From the rows below, pick out and copy every line that contains the word "apartment".

Dataset rows –
● ● ● ●
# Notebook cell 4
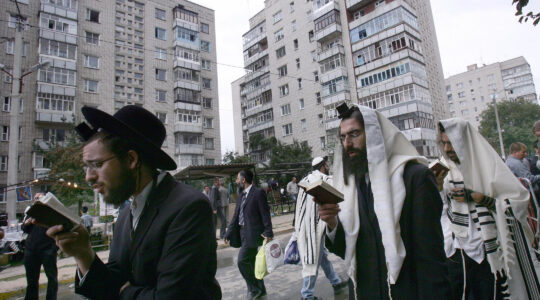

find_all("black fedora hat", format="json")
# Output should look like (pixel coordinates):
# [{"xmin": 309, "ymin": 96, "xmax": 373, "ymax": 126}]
[{"xmin": 77, "ymin": 105, "xmax": 176, "ymax": 170}]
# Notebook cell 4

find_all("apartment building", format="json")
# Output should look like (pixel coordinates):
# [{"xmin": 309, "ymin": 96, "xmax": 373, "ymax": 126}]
[
  {"xmin": 0, "ymin": 0, "xmax": 221, "ymax": 216},
  {"xmin": 232, "ymin": 0, "xmax": 448, "ymax": 161},
  {"xmin": 445, "ymin": 56, "xmax": 538, "ymax": 127}
]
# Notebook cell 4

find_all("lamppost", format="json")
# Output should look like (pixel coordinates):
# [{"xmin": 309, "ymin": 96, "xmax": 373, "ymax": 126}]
[{"xmin": 0, "ymin": 56, "xmax": 50, "ymax": 222}]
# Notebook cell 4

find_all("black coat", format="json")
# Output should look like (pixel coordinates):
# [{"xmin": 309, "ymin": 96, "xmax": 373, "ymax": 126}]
[
  {"xmin": 225, "ymin": 186, "xmax": 274, "ymax": 248},
  {"xmin": 326, "ymin": 163, "xmax": 450, "ymax": 300},
  {"xmin": 75, "ymin": 174, "xmax": 221, "ymax": 299}
]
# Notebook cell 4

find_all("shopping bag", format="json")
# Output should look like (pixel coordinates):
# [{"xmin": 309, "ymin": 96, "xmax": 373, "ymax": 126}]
[
  {"xmin": 255, "ymin": 240, "xmax": 268, "ymax": 280},
  {"xmin": 283, "ymin": 232, "xmax": 300, "ymax": 265},
  {"xmin": 264, "ymin": 240, "xmax": 283, "ymax": 273}
]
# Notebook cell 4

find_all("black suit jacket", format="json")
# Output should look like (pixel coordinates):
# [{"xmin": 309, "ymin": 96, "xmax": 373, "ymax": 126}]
[
  {"xmin": 326, "ymin": 163, "xmax": 450, "ymax": 300},
  {"xmin": 225, "ymin": 186, "xmax": 274, "ymax": 248},
  {"xmin": 75, "ymin": 174, "xmax": 221, "ymax": 299}
]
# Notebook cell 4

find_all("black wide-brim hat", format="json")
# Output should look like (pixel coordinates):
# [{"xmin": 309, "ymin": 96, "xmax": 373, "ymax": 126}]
[{"xmin": 76, "ymin": 105, "xmax": 176, "ymax": 170}]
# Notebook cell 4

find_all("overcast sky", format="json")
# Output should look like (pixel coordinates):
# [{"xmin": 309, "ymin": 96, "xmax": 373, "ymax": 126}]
[{"xmin": 192, "ymin": 0, "xmax": 540, "ymax": 157}]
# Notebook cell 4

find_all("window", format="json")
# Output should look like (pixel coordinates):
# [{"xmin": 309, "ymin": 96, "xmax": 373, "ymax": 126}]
[
  {"xmin": 156, "ymin": 7, "xmax": 166, "ymax": 20},
  {"xmin": 279, "ymin": 84, "xmax": 289, "ymax": 97},
  {"xmin": 201, "ymin": 59, "xmax": 211, "ymax": 70},
  {"xmin": 203, "ymin": 117, "xmax": 214, "ymax": 128},
  {"xmin": 281, "ymin": 123, "xmax": 292, "ymax": 136},
  {"xmin": 154, "ymin": 48, "xmax": 167, "ymax": 60},
  {"xmin": 201, "ymin": 22, "xmax": 210, "ymax": 33},
  {"xmin": 203, "ymin": 97, "xmax": 212, "ymax": 109},
  {"xmin": 154, "ymin": 27, "xmax": 167, "ymax": 41},
  {"xmin": 156, "ymin": 111, "xmax": 167, "ymax": 124},
  {"xmin": 203, "ymin": 78, "xmax": 212, "ymax": 89},
  {"xmin": 84, "ymin": 54, "xmax": 99, "ymax": 69},
  {"xmin": 281, "ymin": 104, "xmax": 291, "ymax": 116},
  {"xmin": 156, "ymin": 68, "xmax": 167, "ymax": 81},
  {"xmin": 84, "ymin": 79, "xmax": 98, "ymax": 93},
  {"xmin": 278, "ymin": 65, "xmax": 287, "ymax": 77},
  {"xmin": 85, "ymin": 31, "xmax": 99, "ymax": 45},
  {"xmin": 1, "ymin": 126, "xmax": 9, "ymax": 142},
  {"xmin": 273, "ymin": 10, "xmax": 283, "ymax": 24},
  {"xmin": 274, "ymin": 28, "xmax": 285, "ymax": 42},
  {"xmin": 86, "ymin": 8, "xmax": 99, "ymax": 23},
  {"xmin": 0, "ymin": 155, "xmax": 8, "ymax": 171},
  {"xmin": 156, "ymin": 90, "xmax": 167, "ymax": 102},
  {"xmin": 201, "ymin": 40, "xmax": 210, "ymax": 52},
  {"xmin": 276, "ymin": 46, "xmax": 286, "ymax": 58},
  {"xmin": 204, "ymin": 138, "xmax": 214, "ymax": 150}
]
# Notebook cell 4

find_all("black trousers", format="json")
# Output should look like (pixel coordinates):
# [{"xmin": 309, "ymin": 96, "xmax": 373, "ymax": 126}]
[
  {"xmin": 238, "ymin": 229, "xmax": 266, "ymax": 295},
  {"xmin": 24, "ymin": 248, "xmax": 58, "ymax": 300},
  {"xmin": 447, "ymin": 249, "xmax": 502, "ymax": 300}
]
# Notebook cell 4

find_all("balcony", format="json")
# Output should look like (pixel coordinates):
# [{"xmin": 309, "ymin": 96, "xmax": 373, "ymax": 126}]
[
  {"xmin": 345, "ymin": 0, "xmax": 373, "ymax": 12},
  {"xmin": 36, "ymin": 109, "xmax": 75, "ymax": 124},
  {"xmin": 174, "ymin": 144, "xmax": 203, "ymax": 155},
  {"xmin": 317, "ymin": 44, "xmax": 345, "ymax": 62},
  {"xmin": 315, "ymin": 23, "xmax": 341, "ymax": 44},
  {"xmin": 174, "ymin": 122, "xmax": 203, "ymax": 133},
  {"xmin": 313, "ymin": 0, "xmax": 339, "ymax": 20}
]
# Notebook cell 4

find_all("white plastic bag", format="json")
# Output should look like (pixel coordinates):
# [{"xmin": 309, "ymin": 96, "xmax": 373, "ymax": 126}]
[{"xmin": 264, "ymin": 240, "xmax": 283, "ymax": 273}]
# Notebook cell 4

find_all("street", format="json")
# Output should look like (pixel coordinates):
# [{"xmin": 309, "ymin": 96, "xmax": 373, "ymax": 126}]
[{"xmin": 9, "ymin": 233, "xmax": 348, "ymax": 300}]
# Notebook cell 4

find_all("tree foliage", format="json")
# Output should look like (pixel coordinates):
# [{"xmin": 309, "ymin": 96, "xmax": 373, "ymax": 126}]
[
  {"xmin": 512, "ymin": 0, "xmax": 540, "ymax": 26},
  {"xmin": 478, "ymin": 100, "xmax": 540, "ymax": 154},
  {"xmin": 36, "ymin": 128, "xmax": 93, "ymax": 206}
]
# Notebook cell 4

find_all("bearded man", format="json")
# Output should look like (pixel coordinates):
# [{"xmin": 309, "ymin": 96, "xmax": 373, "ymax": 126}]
[
  {"xmin": 40, "ymin": 105, "xmax": 221, "ymax": 299},
  {"xmin": 314, "ymin": 104, "xmax": 450, "ymax": 300}
]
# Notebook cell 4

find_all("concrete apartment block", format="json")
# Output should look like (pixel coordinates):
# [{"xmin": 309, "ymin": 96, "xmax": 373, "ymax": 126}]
[
  {"xmin": 0, "ymin": 0, "xmax": 221, "ymax": 216},
  {"xmin": 445, "ymin": 56, "xmax": 538, "ymax": 127}
]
● ● ● ●
Worked solution –
find_all("apartment building", format="json")
find_all("concrete apartment block", format="json")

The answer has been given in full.